__Available records__.
========
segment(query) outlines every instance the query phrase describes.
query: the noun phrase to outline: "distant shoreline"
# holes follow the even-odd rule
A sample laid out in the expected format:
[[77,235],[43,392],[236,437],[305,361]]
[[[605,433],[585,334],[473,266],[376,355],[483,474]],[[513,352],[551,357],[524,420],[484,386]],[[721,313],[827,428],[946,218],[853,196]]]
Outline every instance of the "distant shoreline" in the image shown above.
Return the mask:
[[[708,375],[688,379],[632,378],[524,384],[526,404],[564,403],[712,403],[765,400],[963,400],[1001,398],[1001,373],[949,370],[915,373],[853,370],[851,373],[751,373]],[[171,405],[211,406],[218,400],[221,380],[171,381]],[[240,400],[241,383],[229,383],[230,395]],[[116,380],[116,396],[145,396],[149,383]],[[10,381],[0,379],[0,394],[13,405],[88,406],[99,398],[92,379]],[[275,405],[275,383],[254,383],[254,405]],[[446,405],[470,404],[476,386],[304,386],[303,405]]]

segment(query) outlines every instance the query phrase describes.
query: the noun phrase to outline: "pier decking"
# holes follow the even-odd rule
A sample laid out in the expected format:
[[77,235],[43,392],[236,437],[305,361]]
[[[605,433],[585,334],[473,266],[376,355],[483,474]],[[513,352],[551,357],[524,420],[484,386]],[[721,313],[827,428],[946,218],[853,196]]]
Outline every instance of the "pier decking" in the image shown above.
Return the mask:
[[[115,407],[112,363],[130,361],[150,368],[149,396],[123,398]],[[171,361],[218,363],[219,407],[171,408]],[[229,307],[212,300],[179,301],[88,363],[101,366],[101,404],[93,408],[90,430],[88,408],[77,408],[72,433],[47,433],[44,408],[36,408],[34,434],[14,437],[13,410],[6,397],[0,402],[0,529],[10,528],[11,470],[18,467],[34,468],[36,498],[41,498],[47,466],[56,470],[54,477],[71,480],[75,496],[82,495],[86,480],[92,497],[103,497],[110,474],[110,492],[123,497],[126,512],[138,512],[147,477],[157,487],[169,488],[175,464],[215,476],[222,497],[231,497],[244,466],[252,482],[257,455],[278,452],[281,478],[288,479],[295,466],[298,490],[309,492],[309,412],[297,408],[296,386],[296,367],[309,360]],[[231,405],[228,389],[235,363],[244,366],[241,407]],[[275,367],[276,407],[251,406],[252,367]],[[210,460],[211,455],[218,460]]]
========
__Work to be completed__. Copy every line above exactly as it appears, from the first to the last, changing nothing.

__Written solution__.
segment(query) outlines every instance the query phrase describes.
query: the noun phrase to outline: "distant shoreline"
# holes follow the even-odd rule
A sample laid out in the expected format:
[[77,235],[43,392],[236,437],[305,361]]
[[[605,433],[585,334],[473,266],[376,355],[483,474]],[[513,352],[551,357],[524,420],[484,386]],[[721,313],[827,428],[946,218],[853,196]]]
Outline every instance of the "distant shoreline" in the image shown above.
Return the mask:
[[[708,375],[688,379],[632,378],[524,384],[526,404],[564,403],[712,403],[765,400],[963,400],[1001,398],[1001,373],[949,370],[915,373],[853,370],[851,373],[751,373]],[[171,405],[211,406],[218,400],[221,380],[171,381]],[[240,400],[241,383],[229,383],[230,395]],[[116,380],[116,396],[145,396],[149,383]],[[10,381],[0,379],[0,394],[13,405],[88,406],[99,398],[92,379]],[[275,405],[275,383],[254,383],[254,405]],[[446,405],[470,404],[476,386],[304,386],[303,405]]]

segment(query) outlines every instance the query phrase describes.
query: the noun phrase to outline: "pier decking"
# holes follow the even-odd rule
A sample laid out in the expected format:
[[77,235],[43,392],[236,437],[305,361]]
[[[605,433],[585,334],[473,266],[376,355],[483,474]],[[513,352],[551,357],[524,420],[484,386]],[[721,313],[827,428],[946,218],[853,196]]]
Outline every instance of the "pier decking" in the image shown above.
Return the mask:
[[[115,407],[112,363],[130,361],[150,368],[149,396],[123,398]],[[171,361],[218,363],[219,407],[171,408]],[[229,307],[212,300],[179,301],[88,363],[101,366],[101,404],[93,408],[90,430],[88,408],[77,408],[72,433],[47,433],[44,408],[36,408],[34,434],[14,437],[13,410],[6,397],[0,402],[0,529],[10,528],[11,470],[18,467],[34,468],[36,498],[41,498],[47,466],[56,470],[54,477],[71,480],[75,496],[82,495],[86,480],[92,497],[103,497],[110,474],[110,492],[123,497],[126,512],[138,512],[147,477],[157,487],[169,488],[175,464],[215,476],[222,497],[231,497],[244,466],[252,482],[257,455],[278,452],[281,478],[288,479],[295,466],[298,490],[309,492],[309,412],[297,408],[296,386],[296,367],[309,360]],[[231,405],[228,389],[235,363],[244,366],[241,407]],[[275,367],[276,407],[251,406],[252,367]],[[210,460],[211,455],[218,460]]]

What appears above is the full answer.